▶ [Request]: Could you reproduce only the stretch of the records from the line containing "of the tree" through the end of the records, keeping every line, requests included, and adjusting each coordinate in the answers by -61?

begin

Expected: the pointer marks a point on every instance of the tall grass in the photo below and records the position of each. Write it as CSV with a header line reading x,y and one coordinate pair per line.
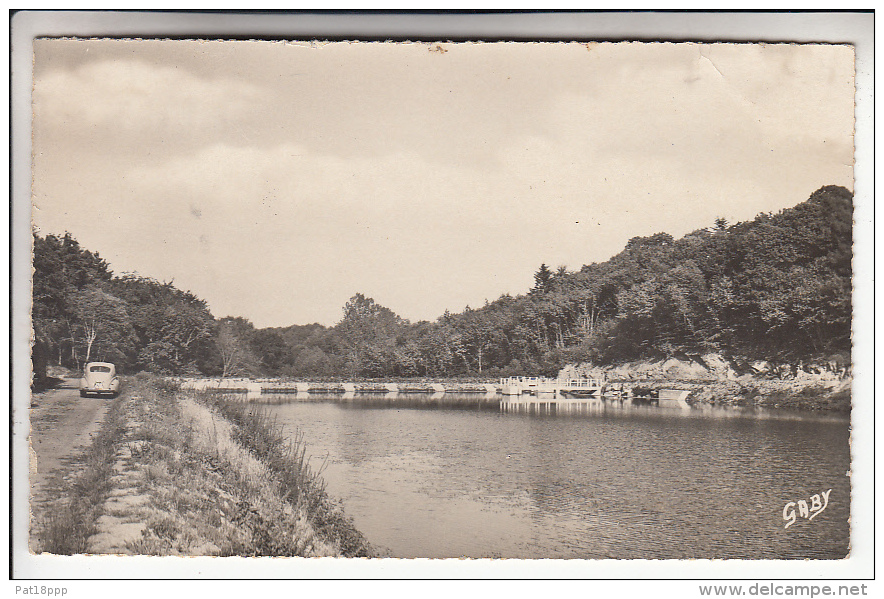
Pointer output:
x,y
301,485
71,519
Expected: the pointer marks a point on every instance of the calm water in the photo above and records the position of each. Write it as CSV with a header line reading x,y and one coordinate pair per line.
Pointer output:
x,y
599,482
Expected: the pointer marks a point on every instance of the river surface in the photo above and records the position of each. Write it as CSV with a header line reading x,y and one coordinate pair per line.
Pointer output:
x,y
600,480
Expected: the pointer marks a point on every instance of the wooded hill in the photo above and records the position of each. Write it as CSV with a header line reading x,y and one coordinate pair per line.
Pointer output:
x,y
775,288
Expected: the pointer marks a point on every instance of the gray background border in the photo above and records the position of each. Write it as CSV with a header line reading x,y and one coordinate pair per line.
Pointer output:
x,y
851,28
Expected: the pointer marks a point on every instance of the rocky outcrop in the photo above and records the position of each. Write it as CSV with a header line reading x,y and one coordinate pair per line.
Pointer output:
x,y
712,378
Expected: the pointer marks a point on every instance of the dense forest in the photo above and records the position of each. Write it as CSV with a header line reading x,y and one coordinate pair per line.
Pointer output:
x,y
777,287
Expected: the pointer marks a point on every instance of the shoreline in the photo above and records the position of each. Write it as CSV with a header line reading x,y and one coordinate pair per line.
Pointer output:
x,y
188,474
810,393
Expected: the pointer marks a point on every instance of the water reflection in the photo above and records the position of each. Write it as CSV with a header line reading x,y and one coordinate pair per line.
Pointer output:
x,y
457,476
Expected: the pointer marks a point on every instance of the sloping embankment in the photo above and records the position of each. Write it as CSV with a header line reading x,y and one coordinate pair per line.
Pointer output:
x,y
185,480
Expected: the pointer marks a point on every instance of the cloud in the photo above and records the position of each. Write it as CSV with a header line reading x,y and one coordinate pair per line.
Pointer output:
x,y
277,181
130,104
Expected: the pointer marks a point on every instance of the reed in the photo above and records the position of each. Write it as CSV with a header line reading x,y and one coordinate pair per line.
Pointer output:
x,y
301,485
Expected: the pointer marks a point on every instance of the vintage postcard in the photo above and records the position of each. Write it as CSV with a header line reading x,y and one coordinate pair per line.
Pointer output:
x,y
505,301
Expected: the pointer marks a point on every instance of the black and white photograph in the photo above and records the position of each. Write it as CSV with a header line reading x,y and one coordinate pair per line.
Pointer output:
x,y
481,301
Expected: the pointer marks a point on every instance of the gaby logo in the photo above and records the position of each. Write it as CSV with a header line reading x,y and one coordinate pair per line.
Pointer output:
x,y
818,504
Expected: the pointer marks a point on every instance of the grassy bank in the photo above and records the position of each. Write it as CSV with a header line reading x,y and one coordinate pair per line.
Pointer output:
x,y
67,521
182,473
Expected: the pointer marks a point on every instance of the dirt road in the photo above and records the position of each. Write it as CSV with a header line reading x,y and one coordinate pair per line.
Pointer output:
x,y
62,426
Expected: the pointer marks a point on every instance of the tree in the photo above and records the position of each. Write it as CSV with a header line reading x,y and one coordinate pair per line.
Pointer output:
x,y
232,338
101,325
542,279
368,331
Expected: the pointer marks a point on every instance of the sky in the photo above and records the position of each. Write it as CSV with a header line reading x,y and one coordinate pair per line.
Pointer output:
x,y
275,180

end

▶ [Complete response]:
Expected: the pointer marks a point on every instance of the tree in the photo above and records the position of each. Write it as CSV with a header line reading x,y and one coordinate pair per line.
Pointer output:
x,y
171,277
40,264
481,218
307,270
Expected: the pointer marks a point on every instance of the sky in the photo above and records the position of each. Write it as CSV with a header line reading x,y and one coordinate pair per line.
Pointer output:
x,y
214,119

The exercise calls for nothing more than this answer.